Location labeling records:
───
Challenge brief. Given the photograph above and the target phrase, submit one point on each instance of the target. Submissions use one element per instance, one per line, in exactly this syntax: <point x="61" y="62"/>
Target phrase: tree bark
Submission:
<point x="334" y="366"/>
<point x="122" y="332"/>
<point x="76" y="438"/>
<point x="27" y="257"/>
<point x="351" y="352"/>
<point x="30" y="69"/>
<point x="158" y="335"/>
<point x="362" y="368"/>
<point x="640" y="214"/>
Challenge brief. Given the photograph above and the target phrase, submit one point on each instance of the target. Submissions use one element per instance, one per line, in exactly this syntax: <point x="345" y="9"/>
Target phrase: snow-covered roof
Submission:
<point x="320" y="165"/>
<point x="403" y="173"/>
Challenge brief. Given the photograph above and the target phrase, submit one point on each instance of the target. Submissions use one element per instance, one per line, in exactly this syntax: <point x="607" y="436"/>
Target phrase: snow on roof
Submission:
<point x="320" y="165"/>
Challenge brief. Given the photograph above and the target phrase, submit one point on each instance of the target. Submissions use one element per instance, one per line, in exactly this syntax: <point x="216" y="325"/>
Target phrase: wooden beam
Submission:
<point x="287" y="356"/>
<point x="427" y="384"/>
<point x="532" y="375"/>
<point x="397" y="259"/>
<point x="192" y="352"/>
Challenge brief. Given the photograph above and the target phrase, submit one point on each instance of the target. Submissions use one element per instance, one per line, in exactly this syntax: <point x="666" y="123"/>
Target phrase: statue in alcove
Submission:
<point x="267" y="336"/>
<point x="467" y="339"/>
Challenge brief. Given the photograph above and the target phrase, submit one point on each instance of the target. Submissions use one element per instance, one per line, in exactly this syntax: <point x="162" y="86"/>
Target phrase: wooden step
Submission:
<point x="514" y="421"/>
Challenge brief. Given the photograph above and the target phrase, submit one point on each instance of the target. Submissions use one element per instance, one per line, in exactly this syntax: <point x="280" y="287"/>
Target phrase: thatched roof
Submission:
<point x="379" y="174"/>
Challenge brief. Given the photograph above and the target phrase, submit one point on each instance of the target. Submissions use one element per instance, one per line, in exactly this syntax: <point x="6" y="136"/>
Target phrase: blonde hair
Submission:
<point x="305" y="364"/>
───
Repeat the data exactly. Leave nothing out.

Output for this exercise »
Challenge brief. Given the photograph above and the target phrase, submit one point on each instance of the target. Submissions use one element per instance, one per line, in exactly this syntax: <point x="61" y="62"/>
Target phrase: tree bark
Submission:
<point x="334" y="366"/>
<point x="122" y="332"/>
<point x="76" y="438"/>
<point x="27" y="257"/>
<point x="351" y="352"/>
<point x="30" y="69"/>
<point x="158" y="335"/>
<point x="362" y="368"/>
<point x="640" y="214"/>
Challenge brief. Given the photograph above and the target phrase, submit one point on each instance of the target. Submissions use one element per instance, one per line, in exactly this syntax: <point x="345" y="9"/>
Target phrase: snow-covered roof
Submission:
<point x="320" y="165"/>
<point x="403" y="173"/>
Challenge brief. Given the photograph above and the target phrase, submit one point on each instance of the target. Submissions use one element per instance, one per line, in exactly this syntax: <point x="607" y="436"/>
Target phrase: snow on roof
Submission:
<point x="320" y="165"/>
Challenge brief. Given the photograph above and the target phrase, submit one point on each instance of the target. Submissions use one element per instance, one per line, in exactly this syntax: <point x="216" y="325"/>
Target phrase: wooden beam
Submission:
<point x="287" y="356"/>
<point x="427" y="384"/>
<point x="532" y="375"/>
<point x="397" y="259"/>
<point x="192" y="352"/>
Challenge brief. Given the photograph above and the target phrase, submit one point on each instance of the target. Submissions use one element per instance, one per line, in exactly this syntax: <point x="666" y="123"/>
Target phrase: statue in alcove
Submission:
<point x="267" y="336"/>
<point x="467" y="339"/>
Challenge brief. Given the photograph above and the target phrase, submit one point on each instance of the target. Submissions use one element per instance, one per line, in exactly this syntax: <point x="162" y="86"/>
Target phrase: wooden step
Submission:
<point x="514" y="421"/>
Challenge brief. Given the photograph above and the target phrase, submit one point on each instance of the target. Submissions use one element per instance, one per line, in exactly this syntax: <point x="280" y="287"/>
Target phrase: thatched roof
Submission:
<point x="379" y="174"/>
Challenge brief. Given the photograph above and the target phrase, submit one point on each instance of the target. Submissions use one element per instance, one per line, in exactly this syntax: <point x="6" y="136"/>
Target phrase: blonde hair
Submission:
<point x="305" y="364"/>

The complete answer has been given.